Reproduce the following entries word for word, beginning at the line that contains "Object class to annotate: glass shower door" and stopping after the line that contains "[263, 128, 331, 220]".

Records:
[BEGIN]

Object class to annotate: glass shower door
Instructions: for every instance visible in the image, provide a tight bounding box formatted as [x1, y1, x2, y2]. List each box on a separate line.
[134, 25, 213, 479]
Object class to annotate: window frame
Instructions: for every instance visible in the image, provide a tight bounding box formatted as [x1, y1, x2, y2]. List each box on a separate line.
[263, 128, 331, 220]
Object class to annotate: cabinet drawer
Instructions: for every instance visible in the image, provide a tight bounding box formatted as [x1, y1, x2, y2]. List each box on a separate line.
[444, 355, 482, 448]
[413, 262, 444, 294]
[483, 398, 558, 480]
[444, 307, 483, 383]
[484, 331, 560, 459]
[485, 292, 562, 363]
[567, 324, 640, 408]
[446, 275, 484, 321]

[END]
[BEGIN]

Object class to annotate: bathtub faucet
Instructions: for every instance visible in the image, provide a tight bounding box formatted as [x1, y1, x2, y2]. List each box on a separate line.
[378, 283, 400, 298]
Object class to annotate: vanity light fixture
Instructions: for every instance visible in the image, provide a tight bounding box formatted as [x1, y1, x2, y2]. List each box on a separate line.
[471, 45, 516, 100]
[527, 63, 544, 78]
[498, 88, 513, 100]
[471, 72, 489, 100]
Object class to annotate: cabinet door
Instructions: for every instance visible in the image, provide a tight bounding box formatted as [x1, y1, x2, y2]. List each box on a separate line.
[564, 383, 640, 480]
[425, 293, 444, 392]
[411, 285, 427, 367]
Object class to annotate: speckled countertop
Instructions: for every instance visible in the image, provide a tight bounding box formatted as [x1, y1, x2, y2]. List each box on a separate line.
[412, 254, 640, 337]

[END]

RESPONSE FOR THIS EXERCISE:
Object class to annotate: glass shower door
Instructions: for every instance visible in the image, provide a tight bounding box formatted as [x1, y1, x2, y2]. List each box on a separate line.
[134, 25, 213, 479]
Object class to annotate: window frame
Instructions: for every instance visible in the image, provide a tight bounding box formatted as [x1, y1, x2, y2]. List each box on a separate line.
[263, 128, 331, 220]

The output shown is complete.